[[ PAGE EXTRACT open ]]

Background: We compared the quality of structured abstracts of original research articles from the British Medical Journal (BMJ), Canadian Medical Association Journal (CMAJ), and the Journal of the American Medical Association (JAMA) from 1991 to 1992 and 2001 to 2002 between journals.
Methods: A random, stratified sample of 54 abstracts from 2001 to 2002 in BMJ, CMAJ, and JAMA was compiled and coded. Two blinded raters reviewed 27 abstracts each against 33 objective criteria, separated into eight categories (purpose, research design, setting, subjects, intervention, measurement of variables, results, and conclusion). The quality score was the proportion of criteria present (range = 0-1).
Results: The overall mean quality score (0.74) for 2001-2002 was significantly higher than the 1988-1989 unstructured abstracts (mean = 0.57; p<0.001) but not different from the 1991-1992 structured abstracts (mean = 0.74; p>0.05). In 2001-2002, abstracts of CMAJ and JAMA (both means = 0.76) improved significantly over 1991-1992 (p<0.05) and scored significantly higher than BMJ (mean = 0.71; d.f. = 16, p<0.05). Some individual criteria scores (intervention, statistical information) improved but information was found consistently under-represented in areas that imply shortcomings of the studies.
Interpretation: We found a consistency in abstract quality regardless of the precise format used by different journals. This indicates that the framework for research articles already in place should be maintained and further modification of the framework may not necessarily improve the abstract quality.

[[ PAGE EXTRACT closed ]]
[[ ENTRIES PROVIDED open ]]

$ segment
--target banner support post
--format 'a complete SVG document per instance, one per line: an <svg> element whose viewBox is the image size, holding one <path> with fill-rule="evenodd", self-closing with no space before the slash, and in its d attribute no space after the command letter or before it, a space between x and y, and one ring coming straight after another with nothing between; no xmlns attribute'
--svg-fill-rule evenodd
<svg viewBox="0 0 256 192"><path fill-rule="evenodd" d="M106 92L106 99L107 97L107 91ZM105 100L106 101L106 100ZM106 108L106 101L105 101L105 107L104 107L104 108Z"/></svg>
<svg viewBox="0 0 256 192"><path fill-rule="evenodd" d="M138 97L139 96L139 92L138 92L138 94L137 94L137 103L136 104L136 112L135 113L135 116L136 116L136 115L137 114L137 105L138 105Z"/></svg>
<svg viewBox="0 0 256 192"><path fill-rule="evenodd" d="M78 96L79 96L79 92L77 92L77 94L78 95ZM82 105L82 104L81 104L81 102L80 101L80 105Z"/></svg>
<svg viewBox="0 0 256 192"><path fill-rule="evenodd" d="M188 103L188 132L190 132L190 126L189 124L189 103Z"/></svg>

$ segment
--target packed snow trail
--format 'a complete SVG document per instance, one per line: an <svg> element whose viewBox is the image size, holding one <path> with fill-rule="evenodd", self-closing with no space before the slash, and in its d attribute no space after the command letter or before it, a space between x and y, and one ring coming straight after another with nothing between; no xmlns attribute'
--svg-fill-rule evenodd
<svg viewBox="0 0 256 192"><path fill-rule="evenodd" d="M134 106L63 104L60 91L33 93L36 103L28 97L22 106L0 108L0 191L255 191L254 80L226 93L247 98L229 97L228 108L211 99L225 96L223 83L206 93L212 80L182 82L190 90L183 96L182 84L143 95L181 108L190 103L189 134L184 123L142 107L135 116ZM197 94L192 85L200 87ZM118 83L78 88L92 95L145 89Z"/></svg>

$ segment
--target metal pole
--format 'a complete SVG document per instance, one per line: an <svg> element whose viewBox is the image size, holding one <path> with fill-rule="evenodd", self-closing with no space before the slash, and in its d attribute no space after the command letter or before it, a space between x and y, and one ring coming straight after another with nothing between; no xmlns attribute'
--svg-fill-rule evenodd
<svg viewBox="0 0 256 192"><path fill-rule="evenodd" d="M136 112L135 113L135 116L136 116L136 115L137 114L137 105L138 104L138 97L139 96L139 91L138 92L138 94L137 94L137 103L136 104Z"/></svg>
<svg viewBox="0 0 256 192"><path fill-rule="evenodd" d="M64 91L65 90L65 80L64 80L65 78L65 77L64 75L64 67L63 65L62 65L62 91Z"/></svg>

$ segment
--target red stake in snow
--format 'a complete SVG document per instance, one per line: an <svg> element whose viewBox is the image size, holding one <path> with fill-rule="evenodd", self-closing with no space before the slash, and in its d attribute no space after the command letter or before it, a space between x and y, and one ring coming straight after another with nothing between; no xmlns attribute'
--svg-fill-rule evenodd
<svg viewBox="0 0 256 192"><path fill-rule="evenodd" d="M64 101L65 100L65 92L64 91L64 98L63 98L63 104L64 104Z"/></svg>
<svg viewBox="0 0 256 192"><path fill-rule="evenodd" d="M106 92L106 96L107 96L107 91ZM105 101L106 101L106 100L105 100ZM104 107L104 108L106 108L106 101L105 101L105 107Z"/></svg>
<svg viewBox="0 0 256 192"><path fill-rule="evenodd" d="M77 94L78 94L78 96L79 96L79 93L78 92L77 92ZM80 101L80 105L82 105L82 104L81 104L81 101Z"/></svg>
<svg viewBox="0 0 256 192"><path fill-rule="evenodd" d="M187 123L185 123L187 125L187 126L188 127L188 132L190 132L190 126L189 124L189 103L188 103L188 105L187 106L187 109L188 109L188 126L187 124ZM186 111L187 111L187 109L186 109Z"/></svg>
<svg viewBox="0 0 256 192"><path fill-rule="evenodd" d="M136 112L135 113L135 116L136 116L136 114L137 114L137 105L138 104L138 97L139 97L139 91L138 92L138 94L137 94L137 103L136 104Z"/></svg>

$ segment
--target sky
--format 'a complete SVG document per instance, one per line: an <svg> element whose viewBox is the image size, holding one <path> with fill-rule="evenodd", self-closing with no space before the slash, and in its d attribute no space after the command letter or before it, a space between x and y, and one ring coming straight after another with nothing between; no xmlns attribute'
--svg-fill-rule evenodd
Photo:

[[ ENTRIES PROVIDED closed ]]

» DIRECTIONS:
1 – List the three journals whose abstracts the study abstract compares, using their full names.
2 – Print the part of the study abstract starting with "Results: The overall" and going on through "of the studies.".
3 – Answer these from the study abstract.
(a) How many abstracts from 2001 to 2002 were in the sample?
(b) What was the mean quality score of the 1988-1989 unstructured abstracts?
(c) What mean score did BMJ abstracts get in 2001-2002?
The entries play no part in this exercise.

» ANSWERS TO THIS EXERCISE:
1 –
British Medical Journal (BMJ)
Canadian Medical Association Journal (CMAJ)
Journal of the American Medical Association (JAMA)

2 –
Results: The overall mean quality score (0.74) for 2001-2002 was significantly higher than the 1988-1989 unstructured abstracts (mean = 0.57; p<0.001) but not different from the 1991-1992 structured abstracts (mean = 0.74; p>0.05). In 2001-2002, abstracts of CMAJ and JAMA (both means = 0.76) improved significantly over 1991-1992 (p<0.05) and scored significantly higher than BMJ (mean = 0.71; d.f. = 16, p<0.05). Some individual criteria scores (intervention, statistical information) improved but information was found consistently under-represented in areas that imply shortcomings of the studies.

3 –
(a) 54
(b) 0.57
(c) 0.71